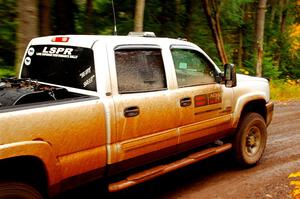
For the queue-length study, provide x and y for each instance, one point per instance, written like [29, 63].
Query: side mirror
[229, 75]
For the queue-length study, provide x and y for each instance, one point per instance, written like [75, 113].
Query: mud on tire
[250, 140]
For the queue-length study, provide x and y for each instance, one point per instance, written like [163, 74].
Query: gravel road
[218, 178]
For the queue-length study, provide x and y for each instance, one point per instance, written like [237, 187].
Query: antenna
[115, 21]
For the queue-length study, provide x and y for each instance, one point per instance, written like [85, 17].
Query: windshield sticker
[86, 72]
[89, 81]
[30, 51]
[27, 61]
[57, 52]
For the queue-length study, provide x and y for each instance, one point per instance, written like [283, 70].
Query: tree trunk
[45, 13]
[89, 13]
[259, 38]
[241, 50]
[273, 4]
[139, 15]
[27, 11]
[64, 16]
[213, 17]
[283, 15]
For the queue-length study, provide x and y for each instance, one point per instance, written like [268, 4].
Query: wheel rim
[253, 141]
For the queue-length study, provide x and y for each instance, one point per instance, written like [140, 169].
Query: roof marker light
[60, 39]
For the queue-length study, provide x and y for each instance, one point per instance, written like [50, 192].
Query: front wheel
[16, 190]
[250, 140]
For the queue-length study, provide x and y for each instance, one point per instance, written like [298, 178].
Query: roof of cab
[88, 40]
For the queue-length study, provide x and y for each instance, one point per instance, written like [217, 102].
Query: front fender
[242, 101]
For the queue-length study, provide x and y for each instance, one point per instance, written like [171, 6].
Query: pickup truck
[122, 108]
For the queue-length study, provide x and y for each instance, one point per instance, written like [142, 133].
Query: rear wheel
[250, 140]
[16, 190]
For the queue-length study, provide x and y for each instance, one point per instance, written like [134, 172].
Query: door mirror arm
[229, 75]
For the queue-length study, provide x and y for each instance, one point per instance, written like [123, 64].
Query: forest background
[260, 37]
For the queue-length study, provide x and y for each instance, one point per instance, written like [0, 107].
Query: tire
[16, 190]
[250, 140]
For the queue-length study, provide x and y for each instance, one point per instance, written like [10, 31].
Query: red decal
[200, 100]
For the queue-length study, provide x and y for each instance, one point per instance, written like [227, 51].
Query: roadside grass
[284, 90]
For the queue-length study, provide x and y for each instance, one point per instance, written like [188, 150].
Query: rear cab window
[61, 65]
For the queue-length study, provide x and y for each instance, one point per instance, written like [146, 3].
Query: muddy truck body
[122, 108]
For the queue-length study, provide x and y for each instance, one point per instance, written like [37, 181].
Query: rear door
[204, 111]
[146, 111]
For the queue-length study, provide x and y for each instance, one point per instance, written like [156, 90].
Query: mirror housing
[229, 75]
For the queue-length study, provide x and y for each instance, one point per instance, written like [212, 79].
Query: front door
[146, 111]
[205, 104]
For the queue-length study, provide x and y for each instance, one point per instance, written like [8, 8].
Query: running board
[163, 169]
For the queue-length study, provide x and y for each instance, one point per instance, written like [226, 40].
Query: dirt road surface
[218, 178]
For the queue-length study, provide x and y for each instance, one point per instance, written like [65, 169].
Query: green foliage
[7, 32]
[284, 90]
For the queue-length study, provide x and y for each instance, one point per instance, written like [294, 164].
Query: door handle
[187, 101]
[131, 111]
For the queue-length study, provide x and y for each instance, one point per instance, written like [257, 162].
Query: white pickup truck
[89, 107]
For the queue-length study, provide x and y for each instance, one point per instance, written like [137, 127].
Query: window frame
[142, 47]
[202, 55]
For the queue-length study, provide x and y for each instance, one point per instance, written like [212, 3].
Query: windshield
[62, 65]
....
§ **The exercise**
Reproduce all the records with each "Query" switched to "Label" and everything else unchanged. Leave the pictures out.

§ **Solution**
For the queue-length study, provide x and y for each instance, one point per instance, written like [29, 63].
Label: side mirror
[229, 75]
For the queue-length study, provide x and y for each instance, one point per instance, written like [75, 113].
Label: mud on tire
[250, 140]
For the queue-length study, provide x and y for each instance, one point per instance, written like [163, 74].
Label: gravel road
[218, 178]
For the queue-length study, provide x and y for each instance, one point per instance, written like [237, 187].
Label: antenna
[115, 21]
For the queue-length study, provide x and y for each instance, one point per instance, written like [85, 17].
Label: windshield sticker
[86, 72]
[89, 81]
[30, 51]
[27, 61]
[57, 52]
For the queue-length study, provide x and y for each instance, one point per instance, written like [283, 70].
Label: tree trunk
[45, 13]
[89, 13]
[259, 38]
[241, 50]
[273, 4]
[139, 15]
[27, 11]
[64, 16]
[213, 17]
[283, 15]
For the queue-length study, provide x and y for each instance, one point per instance, written like [268, 4].
Label: wheel rim
[253, 141]
For the queue-length study, provide x and y for each instance, one point per instance, written like [140, 169].
Label: roof marker light
[60, 39]
For the queue-length study, provide x and y for each instance, one point per instance, written like [50, 192].
Label: front wheel
[16, 190]
[250, 140]
For the queue-length study, provide x and y for each instance, one point per instance, written like [298, 178].
Label: roof of cab
[88, 40]
For the queue-length study, provide x and y for each instance, one point per instance, written like [217, 102].
Label: front fender
[242, 101]
For the queue-length study, provide x and y for each instance, one point per instance, written like [171, 6].
Label: pickup truck
[122, 108]
For the queue-length study, provide x and y for each instance, one point per instance, written like [142, 133].
Label: rear wheel
[250, 140]
[16, 190]
For the queue-length study, provide x and y for each instance, one point per instance, written like [134, 172].
Label: door mirror arm
[229, 75]
For the queue-length study, provide x and y for each instance, one point per instance, written like [123, 64].
Label: forest background
[260, 37]
For the queue-length study, provide x and y for each instance, one point per instance, written like [0, 107].
Label: tire
[16, 190]
[250, 140]
For the queue-length study, provide x and y for each instance, one point per instance, written like [10, 31].
Label: red decal
[200, 100]
For the queue-length study, provide x and y for each instance, one point per instance, written like [227, 51].
Label: roadside grass
[284, 90]
For the queue-length study, provide x and y for each instance, one point per instance, written like [188, 150].
Label: rear cab window
[61, 65]
For the queue-length study, provide x and y for each instance, one point per instance, written like [146, 3].
Label: muddy truck body
[122, 108]
For the queue-length study, provide x and y for each instance, one point per instance, written like [37, 181].
Label: rear door
[204, 111]
[146, 111]
For the queue-length study, provide x and y for each instance, one point per instance, written like [156, 90].
Label: mirror housing
[229, 75]
For the queue-length study, provide x and y for each instance, one point per instance, written like [212, 79].
Label: front door
[146, 111]
[205, 104]
For the queue-length study, provide x and y for each instance, one point per instance, written like [8, 8].
Label: running board
[163, 169]
For the queue-length study, provide x and y for each instance, one point per instance, written like [226, 40].
Label: dirt road surface
[218, 178]
For the queue-length study, provide x and y for each instance, one point per instance, written like [65, 169].
Label: green foliage
[7, 32]
[284, 90]
For the queue-length study, provide x and y for each instance, one point per instance, written like [294, 164].
Label: door handle
[187, 101]
[131, 111]
For the queue-length study, provide x and y for each instance, one point per instance, written like [257, 162].
Label: white pickup truck
[89, 107]
For the queue-length study, provide x and y for each instance, one point per instance, written like [137, 127].
Label: window frame
[142, 47]
[202, 55]
For the queue-length study, provide x and y for each instance, one point per instance, written like [212, 3].
Label: windshield
[62, 65]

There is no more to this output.